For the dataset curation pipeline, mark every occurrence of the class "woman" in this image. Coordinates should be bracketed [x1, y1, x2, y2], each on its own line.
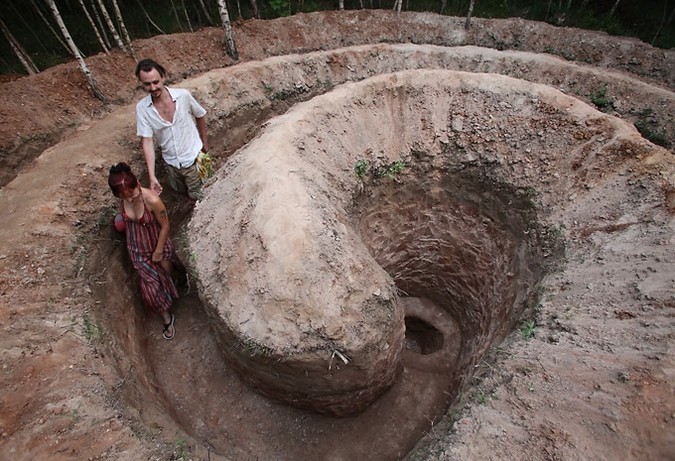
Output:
[108, 162, 187, 340]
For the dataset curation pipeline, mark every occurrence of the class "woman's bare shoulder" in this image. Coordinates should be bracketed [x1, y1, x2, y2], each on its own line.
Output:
[141, 188, 165, 208]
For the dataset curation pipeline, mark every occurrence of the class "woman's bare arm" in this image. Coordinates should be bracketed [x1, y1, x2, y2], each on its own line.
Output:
[143, 188, 171, 262]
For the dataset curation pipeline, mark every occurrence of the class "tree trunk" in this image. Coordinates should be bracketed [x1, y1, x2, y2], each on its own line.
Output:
[440, 0, 447, 15]
[134, 0, 166, 34]
[608, 0, 621, 17]
[392, 0, 402, 13]
[180, 0, 194, 32]
[169, 0, 185, 32]
[11, 1, 50, 54]
[565, 0, 573, 14]
[46, 0, 105, 101]
[0, 17, 39, 75]
[465, 0, 477, 29]
[217, 0, 239, 60]
[95, 0, 127, 52]
[110, 0, 135, 57]
[78, 0, 109, 53]
[651, 0, 668, 45]
[250, 0, 260, 18]
[90, 0, 112, 49]
[30, 0, 73, 56]
[198, 0, 215, 25]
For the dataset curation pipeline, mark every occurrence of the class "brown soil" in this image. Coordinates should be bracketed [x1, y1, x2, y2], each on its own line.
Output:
[0, 11, 674, 461]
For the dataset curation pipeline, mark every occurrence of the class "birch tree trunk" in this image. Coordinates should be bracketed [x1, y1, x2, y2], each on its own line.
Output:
[0, 17, 39, 74]
[565, 0, 573, 15]
[110, 0, 135, 57]
[78, 0, 109, 54]
[46, 0, 105, 101]
[217, 0, 239, 61]
[134, 0, 166, 34]
[249, 0, 260, 19]
[651, 0, 668, 45]
[180, 0, 194, 32]
[339, 0, 345, 10]
[609, 0, 621, 17]
[465, 0, 477, 29]
[90, 0, 112, 49]
[169, 0, 185, 31]
[95, 0, 128, 52]
[197, 0, 215, 25]
[392, 0, 402, 13]
[30, 0, 72, 56]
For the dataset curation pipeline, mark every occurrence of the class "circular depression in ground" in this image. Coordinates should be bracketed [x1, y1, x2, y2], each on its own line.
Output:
[94, 60, 666, 460]
[187, 69, 616, 417]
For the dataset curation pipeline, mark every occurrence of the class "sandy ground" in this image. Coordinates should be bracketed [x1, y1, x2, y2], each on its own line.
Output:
[0, 10, 674, 461]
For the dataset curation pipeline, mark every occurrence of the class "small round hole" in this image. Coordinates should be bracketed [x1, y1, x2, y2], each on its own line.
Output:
[404, 315, 444, 355]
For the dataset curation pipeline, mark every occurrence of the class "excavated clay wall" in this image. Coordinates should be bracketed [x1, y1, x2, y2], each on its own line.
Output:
[188, 68, 650, 415]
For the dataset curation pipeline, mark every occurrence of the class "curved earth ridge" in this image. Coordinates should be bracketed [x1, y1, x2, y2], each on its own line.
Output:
[1, 11, 673, 188]
[0, 15, 673, 461]
[187, 43, 674, 158]
[188, 67, 667, 416]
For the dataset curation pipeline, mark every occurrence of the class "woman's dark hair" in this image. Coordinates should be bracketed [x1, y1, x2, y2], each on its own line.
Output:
[108, 162, 139, 197]
[135, 58, 166, 79]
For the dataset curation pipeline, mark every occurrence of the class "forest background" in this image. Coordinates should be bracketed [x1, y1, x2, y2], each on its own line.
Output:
[0, 0, 673, 79]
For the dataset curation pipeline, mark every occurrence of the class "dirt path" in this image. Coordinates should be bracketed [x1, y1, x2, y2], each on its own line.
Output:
[0, 11, 674, 461]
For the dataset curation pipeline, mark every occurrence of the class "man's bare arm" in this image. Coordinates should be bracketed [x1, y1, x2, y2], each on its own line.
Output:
[141, 137, 162, 194]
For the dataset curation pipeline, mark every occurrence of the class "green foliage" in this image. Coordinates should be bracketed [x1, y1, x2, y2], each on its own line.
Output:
[97, 205, 118, 229]
[519, 319, 536, 339]
[590, 84, 613, 111]
[377, 160, 406, 179]
[82, 313, 100, 341]
[354, 159, 368, 178]
[634, 108, 671, 148]
[355, 158, 406, 181]
[172, 438, 188, 459]
[268, 0, 290, 17]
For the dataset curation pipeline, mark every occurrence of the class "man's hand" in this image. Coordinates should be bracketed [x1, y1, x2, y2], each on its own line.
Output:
[149, 176, 163, 195]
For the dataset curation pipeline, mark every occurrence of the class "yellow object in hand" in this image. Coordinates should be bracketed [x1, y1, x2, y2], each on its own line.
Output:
[196, 151, 215, 181]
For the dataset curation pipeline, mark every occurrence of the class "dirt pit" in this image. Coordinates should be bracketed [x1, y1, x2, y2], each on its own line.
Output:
[95, 69, 565, 459]
[1, 11, 674, 461]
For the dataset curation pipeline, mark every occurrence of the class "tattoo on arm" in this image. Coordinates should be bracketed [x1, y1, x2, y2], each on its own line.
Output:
[158, 209, 167, 221]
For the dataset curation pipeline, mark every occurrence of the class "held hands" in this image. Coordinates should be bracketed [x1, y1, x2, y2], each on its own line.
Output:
[149, 176, 163, 195]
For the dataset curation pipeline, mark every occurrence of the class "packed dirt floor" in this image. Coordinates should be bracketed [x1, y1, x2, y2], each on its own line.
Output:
[0, 10, 674, 461]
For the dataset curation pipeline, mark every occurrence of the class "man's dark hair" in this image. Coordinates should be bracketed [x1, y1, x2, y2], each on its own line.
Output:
[135, 59, 167, 79]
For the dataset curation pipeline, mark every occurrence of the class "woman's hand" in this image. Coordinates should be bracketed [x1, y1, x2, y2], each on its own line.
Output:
[152, 249, 163, 262]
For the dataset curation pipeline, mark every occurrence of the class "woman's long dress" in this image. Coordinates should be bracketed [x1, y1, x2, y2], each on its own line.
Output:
[122, 197, 184, 315]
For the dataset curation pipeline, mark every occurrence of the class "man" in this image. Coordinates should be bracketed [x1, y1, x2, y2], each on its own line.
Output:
[135, 58, 209, 200]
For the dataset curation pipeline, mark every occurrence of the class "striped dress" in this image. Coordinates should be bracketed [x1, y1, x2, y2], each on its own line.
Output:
[121, 197, 184, 315]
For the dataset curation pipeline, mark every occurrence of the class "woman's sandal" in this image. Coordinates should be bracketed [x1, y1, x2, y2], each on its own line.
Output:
[163, 314, 176, 340]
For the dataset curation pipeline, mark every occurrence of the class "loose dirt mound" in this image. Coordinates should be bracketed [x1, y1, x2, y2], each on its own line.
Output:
[0, 11, 674, 461]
★ ★ ★ ★ ★ ★ ★
#### TO DO
What you return must be every entry, word for word, without any pictures.

#### RESULT BELOW
For the dataset curation pipeline, mark every occurrence of the class "woman" in this image. Coordinates should be bracketed [x1, y1, x2, y2], each on its own line.
Output:
[108, 162, 187, 340]
For the dataset curation pipeline, mark every occurrence of the class "woman's bare shoulder" in this image. Coordinates should be bracketed [x1, y1, x2, y2], each on its own line.
Output:
[141, 188, 165, 208]
For the dataset curation pipeline, mark every occurrence of the class "woman's bare arm" in this image. Coordinates should be bracketed [x1, y1, x2, y2], each on its own line.
Output:
[143, 188, 171, 262]
For the dataset curation pipeline, mark every occurrence of the class "tree trunk" in this image. Coordinates should be bracketed [x1, y1, x2, y2], each on its own line.
Output:
[440, 0, 447, 15]
[134, 0, 166, 34]
[608, 0, 621, 17]
[392, 0, 402, 13]
[180, 0, 194, 32]
[169, 0, 185, 32]
[11, 1, 50, 54]
[565, 0, 573, 14]
[46, 0, 105, 101]
[0, 17, 39, 75]
[465, 0, 477, 29]
[217, 0, 239, 60]
[95, 0, 127, 52]
[110, 0, 135, 57]
[78, 0, 109, 53]
[651, 0, 668, 45]
[250, 0, 260, 18]
[90, 0, 112, 49]
[30, 0, 73, 56]
[198, 0, 215, 25]
For the dataset curation pipeline, mark every occurrence of the class "brown soil" in this image. Coordinates should be bracketed [x1, y1, x2, y2], each on its own line.
Output:
[0, 11, 674, 461]
For the dataset curation pipeline, mark every occurrence of the class "birch tree trunk" in this image. Coordinates should be bracketed [x1, y1, x2, y2], each on its own line.
Output:
[0, 17, 39, 74]
[565, 0, 573, 15]
[110, 0, 135, 57]
[78, 0, 109, 54]
[46, 0, 105, 101]
[217, 0, 239, 61]
[134, 0, 166, 34]
[249, 0, 260, 19]
[651, 0, 668, 45]
[180, 0, 194, 32]
[339, 0, 345, 10]
[609, 0, 621, 17]
[465, 0, 477, 29]
[90, 0, 112, 49]
[169, 0, 185, 31]
[95, 0, 128, 52]
[197, 0, 215, 25]
[392, 0, 402, 13]
[30, 0, 72, 56]
For the dataset curation pipeline, mark every occurrence of the class "circular depression in ground" in this image. Coordinates should be bracketed [x1, y1, x2, y2], each on its own line.
Output:
[94, 60, 666, 460]
[187, 69, 616, 417]
For the dataset curation pipeline, mark every occurrence of the class "sandy ground" in this image. Coordinates should be bracketed [x1, y1, x2, y2], each on its own line.
Output:
[0, 10, 674, 461]
For the dataset curation pipeline, mark every occurrence of the class "small round hole" in this image. Coordinates should be bracketed [x1, y1, x2, y2], each on its own line.
Output:
[404, 315, 444, 355]
For the dataset curation pipeline, mark every occurrence of the class "excavated clay wall" in this image. Coordinates should be bracketed [x1, y1, x2, y2], each on its own line.
Output:
[188, 68, 650, 415]
For the dataset curation pipeline, mark every occurrence of the class "curved earth ridge" in this image. Coordinates should be bracketed [x1, y1, x2, y2], each on its own line.
Output:
[1, 11, 673, 188]
[0, 15, 673, 461]
[187, 43, 674, 158]
[188, 67, 667, 416]
For the dataset curation pipeline, mark every occurrence of the class "woman's dark hair" in this image. Coordinates should be bracketed [x1, y1, x2, y2], each on its own line.
Output:
[108, 162, 139, 197]
[135, 58, 166, 79]
For the dataset curation pipeline, mark every occurrence of the class "forest background" in this image. Coordinates should be bracketed [x1, y1, x2, y2], each on its own line.
Output:
[0, 0, 673, 79]
For the dataset curation pipeline, mark every occurrence of the class "dirt path" in this image. Coordinates should be bracketed [x1, y1, x2, y2], each on its own line.
Output:
[0, 11, 674, 461]
For the dataset curation pipeline, mark every occurrence of the class "man's bare arm" in this image. Coordinates should be bracketed [x1, y1, x2, y2], each on its own line.
Output:
[141, 137, 162, 194]
For the dataset curation pipeline, mark every occurrence of the class "green foliage" in this image. Coordinates should be bracketed [x1, y1, x2, y2], each on its own line.
Output:
[97, 205, 118, 229]
[519, 319, 536, 339]
[590, 84, 613, 111]
[377, 160, 406, 179]
[82, 313, 100, 341]
[354, 159, 368, 178]
[634, 108, 671, 148]
[355, 158, 406, 181]
[172, 438, 188, 459]
[268, 0, 290, 17]
For the dataset curation pipeline, mark every occurrence of the class "man's hand" in this image. Coordinates should be bracketed [x1, y1, x2, y2], each on its own line.
Output:
[149, 176, 163, 195]
For the dataset curation pipeline, mark every occurrence of the class "yellow object in hand" in this image. Coordinates should be bracketed [x1, y1, x2, y2], each on its own line.
Output:
[196, 151, 215, 181]
For the dataset curation pipeline, mark every occurrence of the class "dirt pit" in this image. Coordinates should be bracketed [x1, y1, x2, y2], each on its own line.
Output:
[95, 69, 565, 459]
[1, 11, 674, 461]
For the dataset curation pipeline, mark every occurrence of the class "tattoo on arm" in this image. Coordinates should be bracketed [x1, y1, x2, y2], each on its own line.
Output:
[158, 209, 167, 221]
For the dataset curation pipeline, mark every occurrence of the class "held hands" in this image. Coordinates should be bracketed [x1, y1, x2, y2], each on its own line.
Output:
[149, 176, 163, 195]
For the dataset curation pipeline, mark every occurrence of the class "packed dirt floor" in this image. Coordinates should be bracketed [x1, y1, x2, y2], each on its own line.
Output:
[0, 10, 674, 461]
For the dataset curation pipeline, mark every occurrence of the class "man's dark hair" in this image. Coordinates should be bracketed [x1, y1, x2, y2], each on its own line.
Output:
[135, 59, 167, 79]
For the dataset curation pipeline, mark every occurrence of the class "woman's hand" in this image. Coordinates should be bracketed [x1, y1, x2, y2], each on its own line.
Output:
[152, 249, 163, 262]
For the dataset curation pipeline, mark every occurrence of the class "woman's long dress" in this image. Coordinates should be bracketed [x1, y1, x2, y2], each on its own line.
Output:
[122, 197, 184, 315]
For the dataset curation pipeline, mark every occurrence of the class "man" in this image. Coordinates should be bracketed [x1, y1, x2, y2], each on its own line.
Output:
[135, 58, 209, 200]
For the dataset curation pipeline, mark every occurrence of the class "striped dress" in this image. Coordinates should be bracketed [x1, y1, x2, y2], each on its own line.
Output:
[121, 197, 184, 315]
For the dataset curation pipeline, mark every occurrence of the class "woman's sandal" in this image. Coordinates should be bracketed [x1, y1, x2, y2], each on its own line.
Output:
[163, 314, 176, 340]
For the dataset curation pipeline, mark every occurrence of the class "loose dirt mound" in this image. Coordinates should be bracketed [x1, y1, x2, y2], each on its own line.
Output:
[0, 11, 674, 461]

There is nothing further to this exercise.